### WHAT THE EXERCISE ASKS
Only the lines from the one with "Target: rocky hillside" to the end of the records are wanted, each repeated exactly, both ends included.

─── RECORD EXTRACTS

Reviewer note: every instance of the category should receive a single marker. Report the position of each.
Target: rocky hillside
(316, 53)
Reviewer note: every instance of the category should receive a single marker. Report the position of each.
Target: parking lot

──────

### WRITTEN SOLUTION
Target: rocky hillside
(316, 53)
Reviewer note: every instance of the category should receive a single marker. Report the position of each.
Target: parking lot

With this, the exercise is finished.